━━━ Supplied records ━━━

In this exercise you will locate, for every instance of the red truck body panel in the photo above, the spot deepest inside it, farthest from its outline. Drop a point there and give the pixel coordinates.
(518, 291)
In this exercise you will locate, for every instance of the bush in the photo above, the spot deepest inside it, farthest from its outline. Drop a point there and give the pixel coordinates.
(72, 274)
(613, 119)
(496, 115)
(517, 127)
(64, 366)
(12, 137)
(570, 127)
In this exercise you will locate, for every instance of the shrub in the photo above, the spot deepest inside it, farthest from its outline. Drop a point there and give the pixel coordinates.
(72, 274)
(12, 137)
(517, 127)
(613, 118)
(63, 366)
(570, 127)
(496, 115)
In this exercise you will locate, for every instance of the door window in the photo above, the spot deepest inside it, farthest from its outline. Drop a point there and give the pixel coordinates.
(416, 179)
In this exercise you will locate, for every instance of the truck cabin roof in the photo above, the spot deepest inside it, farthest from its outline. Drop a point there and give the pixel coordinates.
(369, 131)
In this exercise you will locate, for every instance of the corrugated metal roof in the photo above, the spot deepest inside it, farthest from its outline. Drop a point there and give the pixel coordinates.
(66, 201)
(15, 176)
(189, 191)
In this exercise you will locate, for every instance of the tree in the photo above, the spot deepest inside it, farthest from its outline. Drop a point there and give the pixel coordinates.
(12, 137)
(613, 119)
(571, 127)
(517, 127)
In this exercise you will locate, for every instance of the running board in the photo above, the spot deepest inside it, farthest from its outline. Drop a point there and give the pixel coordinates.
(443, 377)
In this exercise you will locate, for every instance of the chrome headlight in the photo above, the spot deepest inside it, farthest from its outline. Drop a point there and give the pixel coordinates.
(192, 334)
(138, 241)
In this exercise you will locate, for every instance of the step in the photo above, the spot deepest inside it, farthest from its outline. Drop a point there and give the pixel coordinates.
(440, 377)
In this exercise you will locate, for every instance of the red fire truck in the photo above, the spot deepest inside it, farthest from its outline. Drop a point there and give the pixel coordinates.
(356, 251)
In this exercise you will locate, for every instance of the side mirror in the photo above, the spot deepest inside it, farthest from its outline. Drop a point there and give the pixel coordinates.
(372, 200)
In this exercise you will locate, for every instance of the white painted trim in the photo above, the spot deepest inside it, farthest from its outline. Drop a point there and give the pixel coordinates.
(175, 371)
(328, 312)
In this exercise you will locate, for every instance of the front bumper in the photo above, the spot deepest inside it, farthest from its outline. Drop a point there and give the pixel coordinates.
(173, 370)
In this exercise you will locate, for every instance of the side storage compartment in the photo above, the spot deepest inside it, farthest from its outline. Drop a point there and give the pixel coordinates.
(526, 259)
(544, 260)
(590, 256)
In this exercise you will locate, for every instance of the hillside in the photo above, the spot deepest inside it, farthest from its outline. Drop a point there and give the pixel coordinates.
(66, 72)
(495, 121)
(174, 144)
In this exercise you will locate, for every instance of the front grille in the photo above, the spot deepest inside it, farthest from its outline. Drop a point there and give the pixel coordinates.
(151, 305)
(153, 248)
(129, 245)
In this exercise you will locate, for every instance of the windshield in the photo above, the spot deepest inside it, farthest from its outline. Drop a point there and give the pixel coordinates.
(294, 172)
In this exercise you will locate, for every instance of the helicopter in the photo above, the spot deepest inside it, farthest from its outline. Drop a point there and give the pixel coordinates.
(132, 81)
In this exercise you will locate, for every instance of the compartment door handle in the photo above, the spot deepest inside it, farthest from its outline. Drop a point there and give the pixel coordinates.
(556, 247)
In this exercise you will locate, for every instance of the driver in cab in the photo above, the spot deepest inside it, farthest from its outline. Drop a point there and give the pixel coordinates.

━━━

**Aim of the exercise:** Reproduce all of the material above word for word, from the first line to the last.

**Result for this task:**
In this exercise you will locate, for every instance of the red truck body panel in the photo above, the spot deepest inside it, farthest from its outline. Drop a point there and give the pixel coordinates.
(518, 291)
In this exercise you will locate, for every instance of the bush in the photo above, the spot deepest inside it, farthest from its outline. Drop a point there and give the pixel coordinates.
(72, 274)
(613, 119)
(496, 115)
(517, 127)
(64, 366)
(12, 137)
(570, 127)
In this exercise you will locate, for every instance of the shrub in the photo above, the spot deepest inside it, farthest from its outline. Drop a point there and give the pixel coordinates.
(72, 274)
(12, 137)
(517, 127)
(613, 118)
(63, 366)
(570, 127)
(496, 115)
In this exercise you will locate, for every instance of the door window in the photo above, the spot deepest inside it, farthest from its outline. Drop a point there and give the pixel coordinates.
(416, 179)
In this exercise you will locate, for every instance of the truck cabin roof in the photo above, the spot deepest inside it, farthest from its outline. Drop a point there and give the pixel coordinates.
(369, 131)
In this exercise you will locate, for every instance of the corrugated metal roof in the photo above, the spot deepest inside it, farthest from its outline. Drop a point there and give the pixel coordinates.
(66, 201)
(15, 176)
(189, 191)
In this exercise you will locate, for every instance of the tree in the photo above, the spot deepest inside it, farthest from its outline. Drop a point there and give the pixel coordinates.
(12, 137)
(613, 119)
(571, 127)
(517, 127)
In this exercise you will locate, for every instance of the running board in the photo above, the spot deepest inside it, farthest from its outline. Drop a point there and give the pixel coordinates.
(443, 377)
In this exercise you will locate, for every instance of the chrome headlight in the photo above, the spot deepest inside it, farthest from its outline. Drop a point there and give the pixel coordinates.
(192, 334)
(138, 241)
In this exercise you will locate, for every instance of the step in the photo above, the spot deepest inside it, farthest from its outline. Drop a point there and give the pixel coordinates.
(440, 377)
In this exercise you will locate, for every instance of the red fire truck in the photo above, the spot deepest inside it, farthest from its outline. Drop a point there and give the pixel coordinates.
(356, 251)
In this exercise you will locate, for every instance of the side mirror in the photo above, the spot deepest inside it, farthest from its outline. Drop a point there and give the pixel coordinates.
(372, 200)
In this exercise you will locate, for every instance of the white painted trim in the photo above, the spot deepest inside it, farthest from its outline. Drop a point there and give the pixel coordinates.
(175, 371)
(328, 312)
In this exercise you will locate, for every instance of the front bumper in the photo above, the spot deepest inside it, farthest from its outline. Drop a point there and give the pixel coordinates.
(173, 370)
In this exercise you will locate, for every instance of the side storage compartment in the photo above, the spot deepest inside it, farthest from its outline. Drop a point there and give the pixel coordinates.
(526, 259)
(544, 260)
(590, 256)
In this exercise you will locate, for every instance of the hillside in the photo above, the spot deepest inside it, farthest from its outline. Drop a point there and give the pixel coordinates.
(66, 72)
(495, 121)
(174, 144)
In this exercise you will locate, for every instance of the front grille in the photo above, the spot deepest inside it, farthest from its outline. Drop a point there and give the pixel coordinates.
(151, 305)
(153, 248)
(129, 245)
In this exercise you will locate, for every instance of the windshield in the photo above, the spot deepest inside it, farthest from its outline. Drop a point there and give the pixel coordinates.
(294, 172)
In this exercise you will locate, for every instance of the helicopter in the photo above, the spot deepest inside it, farthest from its outline. Drop a point there and give the pixel coordinates.
(132, 81)
In this exercise you will locate, for every instance of the compartment door handle in the photo above, the spot deepest inside it, farthest from its outline. Drop a point there and give the pixel coordinates.
(556, 247)
In this exercise you will locate, for every instance of the driver in cab in the photo above, the spot deepest inside it, farthest from its outline. Drop a point there and give the pixel coordinates.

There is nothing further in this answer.